Excerpt provided:
┌──
First a background on my own personal biases: I typically enjoy Counterpunch and its content. I used to work as a research assistant for a writer who occasionally wrote for them. That said, I find it very unprofessional that Counterpunch’s editors decided to run a story that is so flagrant and shotty in terms of quality journalism, fact-checking, and historical facts. The writer, Mr. Shamir (a pen-name apparently), has a pretty interesting background as well, with allegations of holocaust denial and anti-semitism (which he denies).

The article reads as if Mr. Shamir took a short holiday in this impoverish country — which I personally have called my home since January — and then felt he had enough information to write a revisionist tale of half-truths, semi-truths, and outright fabrications. Indeed, his article, “Dispatch From Cambodia: Pol Pot Revisited” is a masterclass in deception.

In trying to describe contemporary Cambodia’s collective memory of the Khmer Rouge period (1975 — 1979), Shamir writes that “Cambodians have no bad memories about that period.”

Odd, because it was not too long ago when Kaing Guek Eav, alias Duch, the infamous S-21 prison warden was testifying under oath at the Extraordinary Chambers in the Courts of Cambodia (ECC) or the “Tribunals” in Cambodian parlance, about how any person sent to the prison was to “be smashed.” He detailed torture practices, interrogation techniques, and methods of killing.

Shamir claims that the Khmer Rouge taught the rural peasants to read and write. He ignores the fact that most of the people slaughtered during this time were intellectuals.

Additionally, a few weeks ago, The Diplomat’s Luke Hunt described some of the more gruesome details of the Khmer Rouge era which were divulged at the Tribunals.

The court heard that beatings with rattans, the use of pincers to pull nails, noses and ear lobes, electrocution and suffocation were common after Cambodians were forced into the countryside amid fears by paranoid ultra-Maoists that the cities had become nerve centers for enemies of the Khmer Rouge.
└──
Supplied information:
┌──
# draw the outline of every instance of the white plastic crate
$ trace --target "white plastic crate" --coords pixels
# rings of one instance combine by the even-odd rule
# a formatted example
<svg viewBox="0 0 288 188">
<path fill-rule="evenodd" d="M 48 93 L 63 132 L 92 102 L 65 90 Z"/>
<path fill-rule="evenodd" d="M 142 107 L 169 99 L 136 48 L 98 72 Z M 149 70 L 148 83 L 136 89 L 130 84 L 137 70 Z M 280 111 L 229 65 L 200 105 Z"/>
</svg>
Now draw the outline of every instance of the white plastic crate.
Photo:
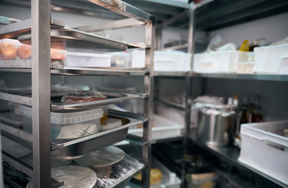
<svg viewBox="0 0 288 188">
<path fill-rule="evenodd" d="M 253 71 L 288 74 L 288 44 L 257 47 L 254 51 Z"/>
<path fill-rule="evenodd" d="M 153 115 L 152 121 L 152 140 L 175 137 L 181 135 L 181 126 L 175 123 L 155 114 Z M 128 134 L 142 137 L 143 129 L 130 128 Z"/>
<path fill-rule="evenodd" d="M 180 51 L 155 51 L 154 71 L 189 71 L 191 54 Z M 145 67 L 145 51 L 133 50 L 131 52 L 131 66 Z"/>
<path fill-rule="evenodd" d="M 238 160 L 288 185 L 288 138 L 277 134 L 288 120 L 241 125 Z"/>
<path fill-rule="evenodd" d="M 72 67 L 110 67 L 110 54 L 69 52 L 67 54 L 67 66 Z"/>
<path fill-rule="evenodd" d="M 247 60 L 247 52 L 236 50 L 211 52 L 194 55 L 193 71 L 198 73 L 234 73 L 236 64 Z"/>
</svg>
└──
Exercise set:
1. According to the critique of Shamir's article, what alias does Kaing Guek Eav go by?
2. Go on with the critique of Shamir's article from its last sentence.
The data has nothing to do with the text.

Answers by item number:
1. Duch.

2.
At Sre Ambel, laborers toiled in fields until their legs were eaten away by salt water. But far more grisly forms of torture persisted, including disembowelment and acts of cannibalism. One prisoner had his feet nailed to a board and was ordered to sing while he was beaten. Others had their gall bladders removed, which were then taken to the kitchen. Children aged as young as two or three were swung by their feet and their heads smashed into a tamarind tree.

The packed public gallery also heard how one man was stripped naked to the waist and held by two Khmer Rouge soldiers while a third used a knife to rip open his stomach, his entrails were pulled out and the liver removed while he was still alive.

But Shamir is defiant. He wrties:

The Pol Pot the Cambodians remember was not a tyrant, but a great patriot and nationalist, a lover of native culture and native way of life. He was brought up in royal palace circles; his aunt was a concubine of the previous king. He studied in Paris, but instead of making money and a career, he returned home…

Shamir implies that Pol Pot returned home after finishing school to lead the peasant masses. In reality, Pol Pot — whose real name was Saloth Sar — flunked out of school in France. Continuing his narrative on the Khmer Rouge leader, Shamir writes, “[Pol Pot] held city dwellers in contempt; they did nothing useful, in his view.” This is true. The difference is that the writer would make it seem as if this were a positive thing for Cambodians. The capital city Phnom Penh was forcibly depopulated, its inhabitants forced into collectives in the countryside. Many died of starvation; others were sent to prisons where they were tortured and killed.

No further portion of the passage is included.